Excerpt:
Jupiter Lightning 100x More Powerful Than Earth's

Jupiter, the most massive planet in our solar system, has correspondingly humongous storms, some of which last for centuries. Some of these storms also generate terrific bolts of lightning, according to a new study by University of California, Berkeley scientists. Some flashes are 100 times more powerful than lightning on Earth - and possibly much stronger.

The results come from analysis of data from NASA's Juno spacecraft, which has been orbiting the planet since 2016 and scanning the atmosphere with its microwave radiometer, which can detect radio emissions from lightning similar to the radio interference created by lightning on Earth. Microwaves are at the high-frequency end of the radio spectrum.

Studying storms on other planets sheds light on storms on our planet, which are still not completely understood, said lead author Michael Wong, a planetary scientist at UC Berkeley's Space Sciences Laboratory. His study was published March 20 in the journal AGU Advances.

"There's so much we don't know about lightning on Earth," he said, noting that scientists over the last decade have discovered several new types of "transient luminous events" associated with thunderstorms on Earth. These TLEs - millisecond electrical phenomena in the troposphere above big storms - include sprites, jets, halos and a phenomenon dubbed ELVEs.

On Jupiter, the lightning "tells us about convection, which is how the atmosphere churns and transports heat from below," Wong said. "Convection operates a little bit differently on Earth and Jupiter because Jupiter has a hydrogen-dominated atmosphere, so moist air is heavier and harder to bring upward."

Air on Earth is mostly nitrogen, which is heavier than water, so added water makes moist air more buoyant. The heavier moist air on Jupiter not only means it takes a lot more energy for a storm to rise, but the storm also unleashes a lot more energy when it reaches the top of the atmosphere, leading to high wind speeds and intense, cloud-to-cloud lightning.

According to Wong, almost every spacecraft passing by Jupiter has detected lightning, mostly because the flashes stand out on the night side of the planet like a lightning bug in the dark. Based on data from previous missions, which could only detect super-powerful dark-side flashes, Jupiter got a reputation for packing more power into its flashes compared to Earth lightning. That was until a highly sensitive star-tracking camera on Juno raised doubts, detecting numerous weaker, Earth-like flashes. The problem with night-side imaging in general is that clouds can block the view of lightning flashes and make their true optical power difficult to pin down, Wong said.

Data for this task:

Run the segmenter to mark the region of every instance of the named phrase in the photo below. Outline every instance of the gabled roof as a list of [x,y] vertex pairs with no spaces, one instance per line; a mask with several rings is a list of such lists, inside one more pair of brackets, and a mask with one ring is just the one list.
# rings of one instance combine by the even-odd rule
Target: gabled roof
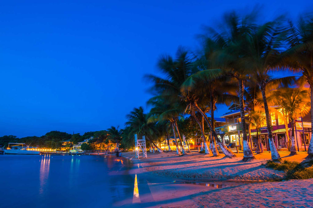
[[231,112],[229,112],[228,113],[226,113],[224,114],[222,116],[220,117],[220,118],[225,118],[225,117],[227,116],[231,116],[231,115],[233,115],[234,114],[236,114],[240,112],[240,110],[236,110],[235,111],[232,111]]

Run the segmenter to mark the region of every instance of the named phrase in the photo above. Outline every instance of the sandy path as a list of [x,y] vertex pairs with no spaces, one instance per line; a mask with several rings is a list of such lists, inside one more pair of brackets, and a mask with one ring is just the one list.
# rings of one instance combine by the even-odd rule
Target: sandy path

--

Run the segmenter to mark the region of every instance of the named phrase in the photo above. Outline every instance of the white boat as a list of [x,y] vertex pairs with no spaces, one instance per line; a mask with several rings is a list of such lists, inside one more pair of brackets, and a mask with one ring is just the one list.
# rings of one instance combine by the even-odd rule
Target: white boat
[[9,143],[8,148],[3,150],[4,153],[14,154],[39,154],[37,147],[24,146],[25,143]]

Set problem 1:
Count the lines of the listing that contain the string "above", treating uppercase and lowercase as different. Give only the number.
Set problem 2:
Please continue the article on Jupiter's lightning from the point where it stops.

Task output 1:
2

Task output 2:
Juno's core instrument, a microwave radiometer, provided a more precise way to measure lightning's power unaffected by obscuring clouds in Jupiter's atmosphere. Even though the instrument was not designed to study lightning, the downward-pointing radiometer can detect microwave emissions from storms nearby.

But storms on Jupiter often occur simultaneously across belts that encircle the planet, making it hard to tell which storm produced the lightning. And without a precise location for the storm, it's impossible to determine the power of the bolts using microwave measurements alone. Wong compared this to hearing a series of pops at a Chinese New Year's parade and not knowing if it was exploding popcorn a few feet away or firecrackers a block away.

Stealth superstorms

Luckily, in 2021 and 2022, there was a lull in storms in the North Equatorial Belt, and Wong was able to focus on one single large storm at a time, pinpointing its location using the Hubble Space Telescope, Juno's camera and images shared by amateur astronomers. He referred to these as "stealth" superstorms. Like true superstorms, their pattern of activity persisted for months and globally transformed the surrounding cloud structure. But unlike true superstorms, their cloud towers only reached the modest heights of small storms.

"Because we had a precise location, we were able to just say, 'OK, we know where it is. We're directly measuring the power,'" he said.

Juno made 12 passes over isolated storms during that period, and was close enough on four of them to measure microwave static from lightning. The flashes averaged three per second during these passes; on one flyover, Juno detected 206 separate pulses of microwave radiation. Of a total of 613 pulses measured, Wong calculated that the power ranged from about that of a lightning bolt on Earth to 100 or more times the power of an Earth bolt. Because he compared Earth lightning emissions at one radio wavelength to Jupiter lightning emissions at a different wavelength, there's some uncertainty in the comparison, Wong cautioned. Based on one study of lightning radio emissions on Earth, Jupiter's bolts could have been a million times more powerful than those on Earth.

Translating microwave power in a lightning bolt into total power is not straightforward, noted co-author Ivana Kolmašová, a space physicist at Charles University in Prague, Czechia, and a member of the Czech Academy of Sciences. Lightning not only emits at radio and optical wavelengths, but also generates thermal, acoustic and chemical energy. On Earth, a single bolt is estimated to release about 1 gigaJoule of total energy, or a billion Joules: enough to power 200 average homes for an hour. Wong estimates that the energy in a Jupiter bolt ranges up to 500 and perhaps as much as 10,000 times that of an Earth bolt.

The lightning is likely generated similarly to lightning on Earth, where rising water vapor condenses into liquid droplets and ice crystals that get electrically charged, leading to large voltage differences between clouds or between clouds and the ground. That's why Earth's thunderstorms are associated with hail. On Jupiter, while water vapor fuels the rise of storm clouds into the upper atmosphere, the charged ice crystals are made of both water and ammonia. One theory is that water and ammonia combine to form "mushballs" that fall like slushy hail.

While more powerful lightning implies higher voltages between clouds, the details of how they're generated on Jupiter versus Earth remain a mystery, Wong said.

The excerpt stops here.